Document text –
□ □ □
U.S. women boxers vie to be among first to compete in Olympics
Female boxers have been toughing it out in the ring since the 1700s, but this year will mark the first time in history women will be allowed to fight at the Olympic level. This month, 24 women from across the country will vie for a slot in the first female US boxing team. Only three will advance to the 2012 Summer Olympics in London.
Sue Jaye Johnson, a documentary photojournalist, has been following 24 Olympic hopefuls as they gear up for February’s U.S. qualifying events.
A few of these women will be among the first to compete in Olympic boxing — a sport just opened to women this year. Johnson finds it shocking how long the professional boxing world has ignored female fighters.
“Boxing is the last men’s-only sport in the Olympics games … It has been a long time coming,” Johnson said.
Bertha Arasil, one of the women vying for a spot on the Olympic team, agreed.
“This is history right here. We really have to show out as women, we have to prove to everyone that we can do it,” she said. “It’s a lot of pressure.”
□ □ □
Dataset rows on where objects appear –
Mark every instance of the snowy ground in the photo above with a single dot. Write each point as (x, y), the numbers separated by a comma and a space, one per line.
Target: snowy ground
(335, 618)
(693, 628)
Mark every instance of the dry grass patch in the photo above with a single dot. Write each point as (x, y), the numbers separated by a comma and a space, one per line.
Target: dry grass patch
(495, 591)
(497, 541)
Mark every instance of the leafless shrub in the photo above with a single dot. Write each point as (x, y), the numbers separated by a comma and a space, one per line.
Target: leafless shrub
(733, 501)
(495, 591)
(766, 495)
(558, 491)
□ □ □
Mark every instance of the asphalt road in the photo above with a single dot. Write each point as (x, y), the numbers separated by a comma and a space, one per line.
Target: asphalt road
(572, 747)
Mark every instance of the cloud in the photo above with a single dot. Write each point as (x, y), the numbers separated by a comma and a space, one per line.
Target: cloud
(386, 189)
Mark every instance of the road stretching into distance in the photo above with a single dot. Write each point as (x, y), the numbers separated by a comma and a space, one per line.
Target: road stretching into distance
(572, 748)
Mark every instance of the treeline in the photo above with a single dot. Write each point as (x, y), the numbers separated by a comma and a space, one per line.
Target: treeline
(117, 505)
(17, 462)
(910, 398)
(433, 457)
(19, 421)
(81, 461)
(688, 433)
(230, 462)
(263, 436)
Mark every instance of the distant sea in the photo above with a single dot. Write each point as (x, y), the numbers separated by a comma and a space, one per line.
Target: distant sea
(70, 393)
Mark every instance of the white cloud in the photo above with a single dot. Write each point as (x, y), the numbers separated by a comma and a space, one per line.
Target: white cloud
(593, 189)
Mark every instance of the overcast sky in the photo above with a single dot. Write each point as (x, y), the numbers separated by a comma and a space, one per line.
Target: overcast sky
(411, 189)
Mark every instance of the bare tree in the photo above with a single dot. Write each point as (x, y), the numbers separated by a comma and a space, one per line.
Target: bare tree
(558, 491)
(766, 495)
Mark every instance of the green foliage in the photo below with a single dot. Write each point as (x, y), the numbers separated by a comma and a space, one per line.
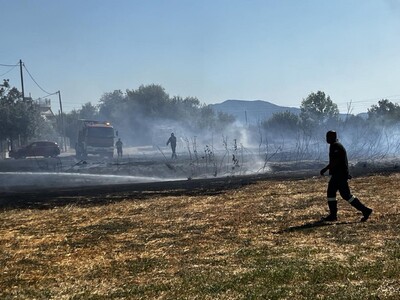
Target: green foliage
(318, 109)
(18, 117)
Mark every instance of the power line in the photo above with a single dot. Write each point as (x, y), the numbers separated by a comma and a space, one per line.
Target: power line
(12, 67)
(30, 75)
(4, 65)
□ □ □
Brief A – Copy the article on U.S. women boxers starting with "U.S. women boxers" and going on through "ignored female fighters.", swapping "photojournalist" for "photographer".
Brief B – Turn the paragraph of the article on U.S. women boxers that opens with "Female boxers have been toughing it out" into a short bulleted list that keeps its main facts.
Brief C – In the article on U.S. women boxers, which distinct figures are written in digits? List each one once.

Exercise solution A –
U.S. women boxers vie to be among first to compete in Olympics
Female boxers have been toughing it out in the ring since the 1700s, but this year will mark the first time in history women will be allowed to fight at the Olympic level. This month, 24 women from across the country will vie for a slot in the first female US boxing team. Only three will advance to the 2012 Summer Olympics in London.
Sue Jaye Johnson, a documentary photographer, has been following 24 Olympic hopefuls as they gear up for February’s U.S. qualifying events.
A few of these women will be among the first to compete in Olympic boxing — a sport just opened to women this year. Johnson finds it shocking how long the professional boxing world has ignored female fighters.

Exercise solution B –
- Women have boxed since the 1700s.
- This year, women are allowed to box at the Olympic level for the first time.
- This month, 24 women from across the country will compete for places on the first female US boxing team.
- Only three will go on to the 2012 Summer Olympics in London.

Exercise solution C – 1700s, 24, 2012